Texto dado
=-=-=

Objetivos
Ao final da leitura deste capítulo, o leitor será capaz de
- explicar os conceitos relacionados ao uso da oxigenação por membrana extracorpórea (em inglês extracorporeal membrane oxygenation [ECMO]) e como ela pode ser útil em alguns casos de parada cardiorrespiratória (PCR);
- identificar as principais indicações e contraindicações do uso da ressuscitação cardiopulmonar extracorpórea (em inglês, extracorporeal cardiopulmonary resuscitation [ECPR]);
- reconhecer os critérios de bom prognóstico que tornariam a ECPR uma opção viável;
- manejar as principais complicações da ECMO na emergência;
- descrever as principais limitações e dificuldades relacionadas ao uso da ECPR.
Esquema conceitual
Introdução
A ECPR foi introduzida nas diretrizes da American Heart Association (AHA) em 2015, na parte de atualizações.1 Ela pode ser considerada como uma opção de terapia para pacientes selecionados, vítimas de PCR refratária e com uma etiologia potencialmente reversível.

=-=-=

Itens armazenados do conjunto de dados

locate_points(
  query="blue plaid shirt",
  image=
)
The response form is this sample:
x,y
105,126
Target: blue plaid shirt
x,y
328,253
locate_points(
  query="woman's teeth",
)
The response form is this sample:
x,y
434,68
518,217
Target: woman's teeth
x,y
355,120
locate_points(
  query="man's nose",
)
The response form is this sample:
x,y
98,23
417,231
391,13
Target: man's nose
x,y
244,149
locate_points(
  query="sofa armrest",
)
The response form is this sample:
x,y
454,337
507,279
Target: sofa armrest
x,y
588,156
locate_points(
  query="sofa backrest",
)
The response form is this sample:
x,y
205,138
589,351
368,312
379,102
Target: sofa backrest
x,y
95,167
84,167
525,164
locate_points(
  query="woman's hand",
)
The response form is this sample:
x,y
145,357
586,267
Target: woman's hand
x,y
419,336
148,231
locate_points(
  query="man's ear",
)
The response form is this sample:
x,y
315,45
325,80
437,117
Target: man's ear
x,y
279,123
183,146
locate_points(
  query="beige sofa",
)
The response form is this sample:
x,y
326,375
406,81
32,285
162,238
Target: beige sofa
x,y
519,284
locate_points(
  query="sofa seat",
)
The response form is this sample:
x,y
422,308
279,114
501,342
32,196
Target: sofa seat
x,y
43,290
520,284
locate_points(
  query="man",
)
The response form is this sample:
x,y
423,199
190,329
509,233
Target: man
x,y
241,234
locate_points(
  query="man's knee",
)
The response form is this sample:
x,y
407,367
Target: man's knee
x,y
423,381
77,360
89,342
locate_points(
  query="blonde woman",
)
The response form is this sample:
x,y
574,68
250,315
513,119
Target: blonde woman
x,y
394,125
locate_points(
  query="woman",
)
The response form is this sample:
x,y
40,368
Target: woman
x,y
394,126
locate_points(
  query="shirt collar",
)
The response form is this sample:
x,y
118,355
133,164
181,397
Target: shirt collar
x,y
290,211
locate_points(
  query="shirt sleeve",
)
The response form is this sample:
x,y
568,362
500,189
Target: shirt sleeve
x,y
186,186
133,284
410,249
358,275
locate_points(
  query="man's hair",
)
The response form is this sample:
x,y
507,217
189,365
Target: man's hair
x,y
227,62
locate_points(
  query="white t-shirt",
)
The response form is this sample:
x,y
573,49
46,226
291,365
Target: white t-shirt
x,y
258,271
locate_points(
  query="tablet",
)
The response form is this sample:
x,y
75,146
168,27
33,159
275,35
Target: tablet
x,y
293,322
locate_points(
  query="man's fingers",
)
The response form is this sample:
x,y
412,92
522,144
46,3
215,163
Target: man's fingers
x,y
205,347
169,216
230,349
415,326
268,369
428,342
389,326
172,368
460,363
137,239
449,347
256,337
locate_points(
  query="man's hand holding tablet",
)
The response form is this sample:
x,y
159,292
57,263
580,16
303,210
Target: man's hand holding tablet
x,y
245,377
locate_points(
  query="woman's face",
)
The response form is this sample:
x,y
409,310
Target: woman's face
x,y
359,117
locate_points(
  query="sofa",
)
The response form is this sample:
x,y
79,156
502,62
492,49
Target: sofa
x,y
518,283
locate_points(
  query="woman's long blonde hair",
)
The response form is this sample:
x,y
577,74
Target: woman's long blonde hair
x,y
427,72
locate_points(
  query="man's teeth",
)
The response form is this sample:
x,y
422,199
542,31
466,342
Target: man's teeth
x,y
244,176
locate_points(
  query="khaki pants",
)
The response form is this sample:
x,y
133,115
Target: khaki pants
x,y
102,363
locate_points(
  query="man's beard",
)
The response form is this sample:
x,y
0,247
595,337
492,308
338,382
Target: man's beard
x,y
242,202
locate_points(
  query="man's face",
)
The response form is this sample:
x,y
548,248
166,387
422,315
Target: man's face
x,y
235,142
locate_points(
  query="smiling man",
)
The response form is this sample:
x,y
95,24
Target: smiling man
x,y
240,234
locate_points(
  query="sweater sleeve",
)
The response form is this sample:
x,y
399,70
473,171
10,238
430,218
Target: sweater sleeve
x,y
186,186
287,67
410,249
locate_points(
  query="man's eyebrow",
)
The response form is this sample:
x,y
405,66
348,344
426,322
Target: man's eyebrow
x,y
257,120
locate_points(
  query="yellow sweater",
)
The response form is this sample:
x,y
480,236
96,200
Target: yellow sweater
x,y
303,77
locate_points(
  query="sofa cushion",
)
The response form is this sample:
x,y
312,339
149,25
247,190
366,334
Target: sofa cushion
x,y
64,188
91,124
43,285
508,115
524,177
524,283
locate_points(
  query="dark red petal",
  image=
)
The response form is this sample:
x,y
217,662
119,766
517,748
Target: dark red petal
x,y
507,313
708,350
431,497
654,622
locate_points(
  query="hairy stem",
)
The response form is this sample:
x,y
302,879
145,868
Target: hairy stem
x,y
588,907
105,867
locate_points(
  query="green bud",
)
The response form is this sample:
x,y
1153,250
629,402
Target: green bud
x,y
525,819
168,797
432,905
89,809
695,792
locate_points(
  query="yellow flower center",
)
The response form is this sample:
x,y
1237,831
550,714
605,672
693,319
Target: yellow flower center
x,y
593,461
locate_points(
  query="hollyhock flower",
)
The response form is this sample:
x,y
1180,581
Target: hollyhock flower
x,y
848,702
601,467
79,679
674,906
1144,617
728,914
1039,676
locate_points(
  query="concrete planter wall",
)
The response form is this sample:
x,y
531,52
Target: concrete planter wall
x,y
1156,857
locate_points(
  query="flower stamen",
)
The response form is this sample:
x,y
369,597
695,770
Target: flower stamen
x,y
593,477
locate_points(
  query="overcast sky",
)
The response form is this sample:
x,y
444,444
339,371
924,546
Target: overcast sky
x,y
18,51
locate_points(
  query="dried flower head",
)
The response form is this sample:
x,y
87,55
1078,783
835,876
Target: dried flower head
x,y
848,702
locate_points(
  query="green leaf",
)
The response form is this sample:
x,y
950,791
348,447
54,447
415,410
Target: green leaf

=-=-=

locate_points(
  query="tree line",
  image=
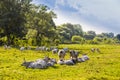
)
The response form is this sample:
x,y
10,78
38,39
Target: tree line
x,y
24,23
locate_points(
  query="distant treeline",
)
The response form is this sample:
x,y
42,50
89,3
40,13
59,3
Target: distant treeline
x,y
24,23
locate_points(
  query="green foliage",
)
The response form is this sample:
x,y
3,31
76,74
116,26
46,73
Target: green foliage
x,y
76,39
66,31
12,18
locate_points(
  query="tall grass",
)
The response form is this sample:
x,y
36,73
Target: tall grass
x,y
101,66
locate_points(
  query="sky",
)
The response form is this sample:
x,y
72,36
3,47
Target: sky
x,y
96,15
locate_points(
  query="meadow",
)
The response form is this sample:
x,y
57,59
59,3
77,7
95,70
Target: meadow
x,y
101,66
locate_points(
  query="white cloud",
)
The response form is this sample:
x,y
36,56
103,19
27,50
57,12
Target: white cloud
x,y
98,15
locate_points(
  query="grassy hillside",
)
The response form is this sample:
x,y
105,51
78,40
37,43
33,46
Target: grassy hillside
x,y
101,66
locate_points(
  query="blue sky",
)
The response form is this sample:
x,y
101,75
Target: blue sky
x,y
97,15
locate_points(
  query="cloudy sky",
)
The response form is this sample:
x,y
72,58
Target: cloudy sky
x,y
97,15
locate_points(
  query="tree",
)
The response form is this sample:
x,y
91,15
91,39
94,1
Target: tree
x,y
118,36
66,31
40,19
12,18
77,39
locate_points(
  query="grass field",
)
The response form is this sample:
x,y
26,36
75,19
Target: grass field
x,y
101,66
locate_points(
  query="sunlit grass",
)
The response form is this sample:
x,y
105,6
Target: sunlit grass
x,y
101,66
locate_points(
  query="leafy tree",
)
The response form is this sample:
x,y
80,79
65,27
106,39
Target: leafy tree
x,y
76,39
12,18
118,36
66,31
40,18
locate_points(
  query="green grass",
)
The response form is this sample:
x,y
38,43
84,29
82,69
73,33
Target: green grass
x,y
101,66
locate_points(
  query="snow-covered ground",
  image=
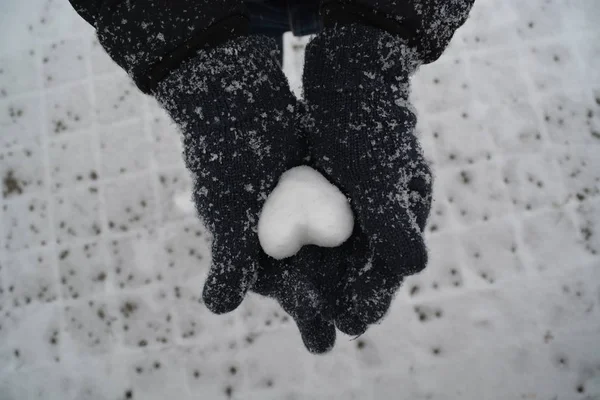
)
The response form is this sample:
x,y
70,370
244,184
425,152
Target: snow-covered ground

=-=-=

O que fazer
a: Transcreva, sem mudar nada, o trecho do texto sobre a ECPR que vai de "Esquema conceitual" até "etiologia potencialmente reversível.".
b: Retome o texto sobre a ECPR a partir do ponto em que ele para.

Respostas dadas
a:
Esquema conceitual
Introdução
A ECPR foi introduzida nas diretrizes da American Heart Association (AHA) em 2015, na parte de atualizações.1 Ela pode ser considerada como uma opção de terapia para pacientes selecionados, vítimas de PCR refratária e com uma etiologia potencialmente reversível.

b:
Na atualidade, há mais de 135 milhões de mortes de etiologia cardiovascular em todo o mundo.2 Estima-se uma incidência global de PCR extra-hospitalar (extra-H) de 20 a 140, a cada 100.000 pessoas, com taxas de sobrevida ainda muito baixas variando de 2 a 11%.3 Já em um ambiente hospitalar, é possível alcançar uma sobrevida de até 22%, a depender, entre outros fatores, do ritmo de parada.4
Além da baixa taxa de sobrevida, os desfechos neurológicos são preocupantes. Cerca de dois terços dos pacientes admitidos em unidade de terapia intensiva (UTI) após ressuscitação cardiopulmonar em ambiente extra-H morrerão por lesão cerebral hipóxico-isquêmica, enquanto esse número em ambiente intra-hospitalar (intra-H) é menor — aproximadamente um quarto.5
O grau de lesão neurológica é diretamente proporcional ao tempo que se leva para o retorno à circulação espontânea.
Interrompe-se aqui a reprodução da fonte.